* What is required *
Write out all of the entries below word for word.

* Supplied data *
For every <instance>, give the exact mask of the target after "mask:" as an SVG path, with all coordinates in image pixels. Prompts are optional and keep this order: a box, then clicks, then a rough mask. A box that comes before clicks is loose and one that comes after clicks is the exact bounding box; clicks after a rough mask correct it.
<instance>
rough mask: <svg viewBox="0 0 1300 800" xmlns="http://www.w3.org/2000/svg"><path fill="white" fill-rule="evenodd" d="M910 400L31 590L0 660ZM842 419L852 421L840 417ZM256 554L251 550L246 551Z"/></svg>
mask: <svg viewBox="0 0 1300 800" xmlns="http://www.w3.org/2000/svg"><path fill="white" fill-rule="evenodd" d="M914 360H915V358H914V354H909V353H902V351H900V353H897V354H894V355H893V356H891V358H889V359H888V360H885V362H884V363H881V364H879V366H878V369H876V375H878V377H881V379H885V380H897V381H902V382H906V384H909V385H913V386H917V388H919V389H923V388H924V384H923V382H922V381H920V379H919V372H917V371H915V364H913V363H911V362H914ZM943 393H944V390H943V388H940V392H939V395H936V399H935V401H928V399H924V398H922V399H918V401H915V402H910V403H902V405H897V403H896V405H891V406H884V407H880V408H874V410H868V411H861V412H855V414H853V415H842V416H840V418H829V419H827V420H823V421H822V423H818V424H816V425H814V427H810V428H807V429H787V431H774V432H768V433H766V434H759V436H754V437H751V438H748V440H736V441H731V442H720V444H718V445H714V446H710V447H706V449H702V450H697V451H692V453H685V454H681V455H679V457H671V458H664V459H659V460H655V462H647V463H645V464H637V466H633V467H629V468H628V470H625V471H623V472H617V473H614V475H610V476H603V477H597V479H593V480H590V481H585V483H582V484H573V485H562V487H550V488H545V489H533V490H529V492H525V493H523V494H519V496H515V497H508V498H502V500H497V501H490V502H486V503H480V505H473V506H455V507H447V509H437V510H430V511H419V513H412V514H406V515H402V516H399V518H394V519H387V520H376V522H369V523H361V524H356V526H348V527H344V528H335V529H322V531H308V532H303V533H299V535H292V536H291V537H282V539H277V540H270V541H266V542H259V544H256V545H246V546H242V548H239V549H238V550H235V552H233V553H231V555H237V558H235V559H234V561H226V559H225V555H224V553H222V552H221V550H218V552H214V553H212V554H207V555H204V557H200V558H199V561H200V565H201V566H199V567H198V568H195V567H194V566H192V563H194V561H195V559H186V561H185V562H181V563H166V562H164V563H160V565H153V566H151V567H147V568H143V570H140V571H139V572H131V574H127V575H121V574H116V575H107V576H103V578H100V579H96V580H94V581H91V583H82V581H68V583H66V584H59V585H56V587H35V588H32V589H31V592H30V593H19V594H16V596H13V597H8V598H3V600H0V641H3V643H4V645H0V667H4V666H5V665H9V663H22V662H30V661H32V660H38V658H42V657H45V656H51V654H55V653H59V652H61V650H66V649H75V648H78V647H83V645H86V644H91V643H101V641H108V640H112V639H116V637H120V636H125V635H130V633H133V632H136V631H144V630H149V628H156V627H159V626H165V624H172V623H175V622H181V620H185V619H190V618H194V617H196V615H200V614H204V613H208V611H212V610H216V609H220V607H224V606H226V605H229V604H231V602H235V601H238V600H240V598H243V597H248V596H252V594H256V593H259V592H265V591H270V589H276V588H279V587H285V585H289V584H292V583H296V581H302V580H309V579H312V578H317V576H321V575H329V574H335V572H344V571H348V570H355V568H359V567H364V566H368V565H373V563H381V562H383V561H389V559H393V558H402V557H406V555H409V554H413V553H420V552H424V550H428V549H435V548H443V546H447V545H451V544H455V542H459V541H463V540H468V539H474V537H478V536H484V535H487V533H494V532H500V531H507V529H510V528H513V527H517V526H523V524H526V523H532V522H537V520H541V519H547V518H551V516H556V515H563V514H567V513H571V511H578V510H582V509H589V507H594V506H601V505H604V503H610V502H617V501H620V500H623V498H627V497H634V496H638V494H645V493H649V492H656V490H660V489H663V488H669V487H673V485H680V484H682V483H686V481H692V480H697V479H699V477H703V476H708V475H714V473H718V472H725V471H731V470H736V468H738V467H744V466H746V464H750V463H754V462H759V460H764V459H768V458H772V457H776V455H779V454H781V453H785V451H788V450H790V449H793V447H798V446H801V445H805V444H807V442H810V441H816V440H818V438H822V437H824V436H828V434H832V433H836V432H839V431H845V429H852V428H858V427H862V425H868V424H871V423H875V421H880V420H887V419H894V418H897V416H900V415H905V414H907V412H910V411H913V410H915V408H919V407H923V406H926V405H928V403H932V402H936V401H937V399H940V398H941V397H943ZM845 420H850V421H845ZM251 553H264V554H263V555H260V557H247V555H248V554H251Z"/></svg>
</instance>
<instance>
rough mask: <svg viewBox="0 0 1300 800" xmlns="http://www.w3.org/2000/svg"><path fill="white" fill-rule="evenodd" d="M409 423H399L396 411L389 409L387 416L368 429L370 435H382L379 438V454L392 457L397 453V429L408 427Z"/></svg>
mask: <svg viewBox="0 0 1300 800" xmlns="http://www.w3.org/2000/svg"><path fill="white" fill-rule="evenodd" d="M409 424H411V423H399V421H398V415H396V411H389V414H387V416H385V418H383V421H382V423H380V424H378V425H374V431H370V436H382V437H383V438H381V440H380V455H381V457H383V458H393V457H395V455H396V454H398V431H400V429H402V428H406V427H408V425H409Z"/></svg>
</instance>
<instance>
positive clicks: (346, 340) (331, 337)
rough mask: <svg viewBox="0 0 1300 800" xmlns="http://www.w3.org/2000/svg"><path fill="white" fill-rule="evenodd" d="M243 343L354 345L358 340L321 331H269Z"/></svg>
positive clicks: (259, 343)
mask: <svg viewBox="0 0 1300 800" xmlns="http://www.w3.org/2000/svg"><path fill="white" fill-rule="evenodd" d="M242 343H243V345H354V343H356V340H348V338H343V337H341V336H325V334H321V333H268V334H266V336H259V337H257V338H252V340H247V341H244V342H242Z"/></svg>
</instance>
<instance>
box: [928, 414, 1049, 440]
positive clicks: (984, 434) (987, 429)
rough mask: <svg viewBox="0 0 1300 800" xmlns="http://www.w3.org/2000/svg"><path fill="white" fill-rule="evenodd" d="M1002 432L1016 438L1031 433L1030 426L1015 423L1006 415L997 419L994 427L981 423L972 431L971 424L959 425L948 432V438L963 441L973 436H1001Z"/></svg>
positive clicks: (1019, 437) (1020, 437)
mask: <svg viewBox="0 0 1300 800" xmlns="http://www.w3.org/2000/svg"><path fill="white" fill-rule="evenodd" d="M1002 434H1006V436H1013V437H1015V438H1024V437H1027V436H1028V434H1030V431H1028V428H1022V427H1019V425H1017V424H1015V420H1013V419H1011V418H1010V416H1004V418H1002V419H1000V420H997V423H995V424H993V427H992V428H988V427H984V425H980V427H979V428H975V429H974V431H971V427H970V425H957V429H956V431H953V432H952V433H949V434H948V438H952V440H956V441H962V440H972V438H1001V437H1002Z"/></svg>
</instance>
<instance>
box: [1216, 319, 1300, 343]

* Task result *
For every <instance>, give the exact mask of the target after "mask:" as an SVG path, with all coordinates in image pixels. Prompts are optional and keep this order: a box, then clicks, then a rough mask. A box that comes before clicks is loose and one that comes after clicks is the exact bounding box; clicks after a rough mask correct it.
<instance>
rough mask: <svg viewBox="0 0 1300 800" xmlns="http://www.w3.org/2000/svg"><path fill="white" fill-rule="evenodd" d="M910 400L31 590L0 660ZM842 419L852 421L840 417ZM256 554L251 550L246 551Z"/></svg>
mask: <svg viewBox="0 0 1300 800" xmlns="http://www.w3.org/2000/svg"><path fill="white" fill-rule="evenodd" d="M914 360H915V358H914V354H909V353H902V351H900V353H897V354H894V355H893V356H891V358H889V359H888V360H885V362H884V363H881V364H879V366H878V369H876V375H878V377H881V379H885V380H897V381H902V382H906V384H909V385H913V386H917V388H919V389H923V388H924V384H923V382H922V381H920V379H919V372H917V371H915V364H913V363H911V362H914ZM943 393H944V390H943V388H940V392H939V395H936V399H935V401H928V399H924V398H922V399H918V401H915V402H910V403H902V405H897V403H896V405H891V406H884V407H880V408H874V410H868V411H861V412H855V414H853V415H842V416H840V418H829V419H827V420H823V421H822V423H818V424H816V425H814V427H810V428H807V429H787V431H774V432H768V433H766V434H759V436H754V437H751V438H748V440H736V441H731V442H720V444H718V445H714V446H710V447H706V449H702V450H697V451H692V453H685V454H681V455H679V457H671V458H664V459H659V460H655V462H647V463H645V464H637V466H633V467H629V468H628V470H625V471H623V472H617V473H614V475H610V476H603V477H597V479H593V480H590V481H585V483H582V484H573V485H562V487H550V488H545V489H533V490H529V492H525V493H523V494H519V496H515V497H508V498H502V500H497V501H490V502H486V503H480V505H473V506H455V507H447V509H437V510H430V511H419V513H412V514H406V515H402V516H399V518H394V519H387V520H376V522H369V523H361V524H356V526H348V527H344V528H335V529H322V531H308V532H303V533H299V535H292V536H291V537H282V539H277V540H270V541H266V542H259V544H256V545H246V546H242V548H239V549H238V550H235V552H233V553H231V555H237V558H235V559H234V561H226V559H225V555H224V553H222V552H221V550H218V552H214V553H212V554H207V555H204V557H200V558H199V561H200V565H201V566H199V567H198V568H195V567H194V566H192V563H194V561H195V559H186V561H185V562H181V563H166V562H164V563H160V565H153V566H151V567H147V568H143V570H140V571H139V572H131V574H127V575H121V574H116V575H107V576H103V578H100V579H96V580H94V581H91V583H82V581H68V583H66V584H59V585H56V587H35V588H32V589H31V592H30V593H19V594H16V596H13V597H8V598H3V600H0V641H3V643H4V645H0V667H4V666H5V665H9V663H22V662H30V661H32V660H38V658H42V657H45V656H51V654H55V653H59V652H61V650H66V649H75V648H78V647H83V645H86V644H91V643H101V641H108V640H112V639H116V637H120V636H125V635H130V633H133V632H136V631H144V630H149V628H156V627H159V626H165V624H172V623H175V622H181V620H185V619H190V618H194V617H196V615H200V614H204V613H208V611H212V610H216V609H220V607H224V606H226V605H229V604H231V602H235V601H238V600H240V598H243V597H248V596H252V594H256V593H259V592H265V591H270V589H276V588H279V587H285V585H289V584H292V583H296V581H302V580H309V579H312V578H317V576H321V575H329V574H335V572H344V571H348V570H355V568H359V567H364V566H368V565H373V563H381V562H383V561H389V559H393V558H402V557H406V555H409V554H413V553H420V552H424V550H428V549H435V548H443V546H447V545H451V544H455V542H459V541H463V540H468V539H474V537H478V536H484V535H487V533H494V532H500V531H507V529H510V528H513V527H517V526H523V524H526V523H532V522H537V520H541V519H547V518H551V516H556V515H563V514H567V513H571V511H578V510H582V509H589V507H594V506H601V505H604V503H610V502H617V501H620V500H623V498H627V497H634V496H638V494H645V493H649V492H656V490H660V489H663V488H669V487H673V485H680V484H682V483H686V481H692V480H697V479H699V477H703V476H708V475H714V473H718V472H725V471H731V470H736V468H738V467H744V466H746V464H750V463H754V462H759V460H764V459H768V458H772V457H776V455H779V454H781V453H785V451H788V450H790V449H793V447H798V446H801V445H805V444H807V442H810V441H816V440H818V438H822V437H824V436H828V434H832V433H836V432H839V431H845V429H852V428H858V427H862V425H868V424H871V423H875V421H880V420H887V419H894V418H897V416H900V415H905V414H907V412H910V411H913V410H915V408H919V407H923V406H926V405H928V403H932V402H936V401H937V399H940V398H941V397H943ZM845 420H850V421H845ZM251 553H264V554H263V555H260V557H247V555H248V554H251Z"/></svg>
</instance>
<instance>
rough mask: <svg viewBox="0 0 1300 800" xmlns="http://www.w3.org/2000/svg"><path fill="white" fill-rule="evenodd" d="M409 423H399L396 411L389 409L387 416L368 429L370 435H382L379 438V454L392 457L397 453V429L408 427Z"/></svg>
mask: <svg viewBox="0 0 1300 800" xmlns="http://www.w3.org/2000/svg"><path fill="white" fill-rule="evenodd" d="M409 424H411V423H399V421H398V415H396V411H389V414H387V416H385V418H383V421H382V423H380V424H378V425H374V431H370V436H382V437H383V438H381V440H380V455H381V457H383V458H393V457H395V455H396V454H398V431H400V429H402V428H406V427H408V425H409Z"/></svg>
</instance>
<instance>
positive clicks: (346, 340) (331, 337)
rough mask: <svg viewBox="0 0 1300 800" xmlns="http://www.w3.org/2000/svg"><path fill="white" fill-rule="evenodd" d="M243 343L354 345L358 340L321 331H269Z"/></svg>
positive clicks: (259, 343)
mask: <svg viewBox="0 0 1300 800" xmlns="http://www.w3.org/2000/svg"><path fill="white" fill-rule="evenodd" d="M242 343H243V345H354V343H356V340H348V338H343V337H341V336H325V334H321V333H268V334H266V336H259V337H257V338H252V340H247V341H244V342H242Z"/></svg>
</instance>
<instance>
box: [928, 414, 1049, 440]
positive clicks: (984, 434) (987, 429)
rough mask: <svg viewBox="0 0 1300 800" xmlns="http://www.w3.org/2000/svg"><path fill="white" fill-rule="evenodd" d="M1002 432L1016 438L1031 433L1030 426L1015 423L1006 415L997 419L994 427L981 423L972 431L971 424L959 425L948 432V438L963 441L973 436H1001Z"/></svg>
positive clicks: (1019, 437) (1020, 437)
mask: <svg viewBox="0 0 1300 800" xmlns="http://www.w3.org/2000/svg"><path fill="white" fill-rule="evenodd" d="M1002 434H1006V436H1013V437H1015V438H1024V437H1027V436H1028V434H1030V431H1028V428H1022V427H1019V425H1017V424H1015V420H1013V419H1011V418H1010V416H1004V418H1002V419H1000V420H997V423H995V424H993V427H992V428H988V427H984V425H980V427H979V428H975V429H974V431H971V427H970V425H957V429H956V431H953V432H952V433H949V434H948V438H952V440H956V441H962V440H972V438H1001V437H1002Z"/></svg>
</instance>
<instance>
box: [1216, 319, 1300, 343]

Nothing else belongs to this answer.